* _What you will do_
The span to be transcribed begins with the line that contains "# expected shape, e.g. point(14, 109)" and ends with the last line of the listing; copy it exactly and include nothing else.

* _Input material_

-- Opening Marker --

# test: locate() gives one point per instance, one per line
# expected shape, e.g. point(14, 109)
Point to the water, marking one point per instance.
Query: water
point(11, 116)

-- Closing Marker --

* _Written reply_
# expected shape, e.g. point(14, 109)
Point to the water, marking one point per instance.
Query: water
point(11, 116)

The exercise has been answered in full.